- **AÇÃO NECESSÁRIA**:
Dê continuidade à reportagem sobre o aumento de ações judiciais por bullying e racismo nas escolas, a partir do ponto em que ela termina.

- **TRECHO DO DOCUMENTO**:
+ + + + + + +
Racismo e bullying em escolas vão parar na Justiça e nº de ações cresce 100 vezes
Por Elison Silva - Em 5 dias atrás 345
Escolas e famílias são cada vez mais processadas na Justiça por casos de bullying ou racismo em estabelecimentos de ensino no País. Os dados dos tribunais mostram que cresceram mais de 100 vezes as ações que envolvem bullying entre 2020 e 2025 no Brasil. Não há números específicos sobre racismo, mas a percepção de alta é compartilhada por comunidades escolares e advogados.
A judicialização, segundo especialistas, aumenta por fatores que incluem novas leis – o bullying também foi tornado crime em 2024 – e maior conscientização. O que antes era silenciado, minimizado ou até entendido como brincadeira, agora é reconhecido como problema grave.
Também influenciam a insatisfação das famílias com as soluções das escolas e a repercussão de casos, sobretudo nas redes sociais. Além disso, na medida em que programas de inclusão avançam, aumentam os conflitos em espaços, muitas vezes elitizados, onde antes havia menos alunos ou educadores negros.
Já há escolas condenadas a pagar indenizações às crianças e aos pais delas pelo bullying cometido na rede privada ou pública. Entre os casos já sentenciados aos quais a reportagem teve acesso, os juízes determinam valores de R$ 10 mil a R$ 60 mil para as famílias. Em algumas ações, há o pedido de devolução das mensalidades.
Educadores, porém, ponderam sobre o desafio de lidar com os conflitos na escola, que não seguem a mesma lógica de punição de outros espaços, e dizem que judicializar não é resposta para todos os casos.
+ + + + + + +
[Registros de dados armazenados]
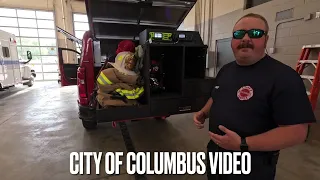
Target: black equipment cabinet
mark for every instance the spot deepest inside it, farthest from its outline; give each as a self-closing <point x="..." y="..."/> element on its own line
<point x="183" y="64"/>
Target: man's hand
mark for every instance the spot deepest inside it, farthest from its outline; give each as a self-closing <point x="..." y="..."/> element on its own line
<point x="199" y="118"/>
<point x="229" y="141"/>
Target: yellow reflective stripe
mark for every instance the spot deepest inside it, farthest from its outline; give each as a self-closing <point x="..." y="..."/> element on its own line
<point x="100" y="82"/>
<point x="105" y="78"/>
<point x="131" y="94"/>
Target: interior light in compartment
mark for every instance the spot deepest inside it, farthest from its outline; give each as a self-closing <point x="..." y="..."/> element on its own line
<point x="158" y="35"/>
<point x="182" y="36"/>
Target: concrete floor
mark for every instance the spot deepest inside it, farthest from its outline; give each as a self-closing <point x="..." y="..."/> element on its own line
<point x="39" y="128"/>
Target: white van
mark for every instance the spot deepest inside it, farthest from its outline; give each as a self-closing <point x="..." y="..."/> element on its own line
<point x="13" y="71"/>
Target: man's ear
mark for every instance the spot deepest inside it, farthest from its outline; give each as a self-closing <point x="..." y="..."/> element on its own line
<point x="266" y="42"/>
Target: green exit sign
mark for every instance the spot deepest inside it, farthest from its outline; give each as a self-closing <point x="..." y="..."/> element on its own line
<point x="160" y="36"/>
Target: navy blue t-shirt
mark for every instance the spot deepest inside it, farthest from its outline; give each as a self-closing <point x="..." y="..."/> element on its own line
<point x="251" y="100"/>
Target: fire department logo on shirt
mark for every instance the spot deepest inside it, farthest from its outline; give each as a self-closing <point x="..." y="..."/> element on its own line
<point x="245" y="93"/>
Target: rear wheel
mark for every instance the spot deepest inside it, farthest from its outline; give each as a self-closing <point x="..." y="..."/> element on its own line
<point x="89" y="124"/>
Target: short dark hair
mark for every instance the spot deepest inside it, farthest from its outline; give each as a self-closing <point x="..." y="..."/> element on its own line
<point x="258" y="16"/>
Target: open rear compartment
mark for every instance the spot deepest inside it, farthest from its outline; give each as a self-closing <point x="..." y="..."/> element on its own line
<point x="114" y="20"/>
<point x="195" y="83"/>
<point x="108" y="49"/>
<point x="168" y="62"/>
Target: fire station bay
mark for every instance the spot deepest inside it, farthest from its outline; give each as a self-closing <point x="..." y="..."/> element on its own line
+ + + + + + +
- **RESPOSTA DO EXERCÍCIO**:
Em várias situações, não há unanimidade sobre expulsar o aluno que cometeu bullying ou racismo. Muitos especialistas defendem que ações antirrascistas ou para a convivência pacífica são parte da educação e são necessárias para que a criança não repita o erro.
Tabulação feita pelo Conselho Nacional de Justiça (CNJ) mostra que em 2020 havia dois casos nos tribunais do Brasil ligados a bullying, violência e discriminação em escolas. O número cresceu ano a ano e em 2024 foram 280 ações. Até julho de 2025, havia registro de 211. A maioria está em São Paulo e no Rio Grande do Sul.
‘Meu ensino médio foi uma experiência horrível’
“Todo mundo fala que ensino médio foi a melhor fase da vida; o meu foi uma experiência horrível. Até hoje não consigo passar nem na porta da escola”, diz Alicia Leão, de 19 anos, que sofreu violências em uma escola particular de Campinas (SP). Ela foi diagnosticada com depressão severa e tentou suicídio.
Alicia é negra e recebeu bolsa aos 8 anos. Entre episódios de bullying, cyberbullying e racismo, teve os óculos quebrados diversas vezes, foi xingada e ameaçada de morte por um colega na adolescência.
A mãe, Andrea Rocha, buscou uma advogada só no último ano escolar após ver uma história parecida nas redes. “Eu procurava a escola, mas nunca fizeram nada, só diziam que minha filha estava segura”, conta. “Eu não sabia meus direitos e não queria dinheiro, só queria que o preconceito parasse”, conta ela, gerente numa empresa de congelados.
A ação contra o Colégio Dom Barreto e contra ex-colegas de classe começou em 2024 e ainda não foi concluída – ela pede indenização à escola e à família dos estudantes que teriam praticado as agressões. A escola é acusada de omissão.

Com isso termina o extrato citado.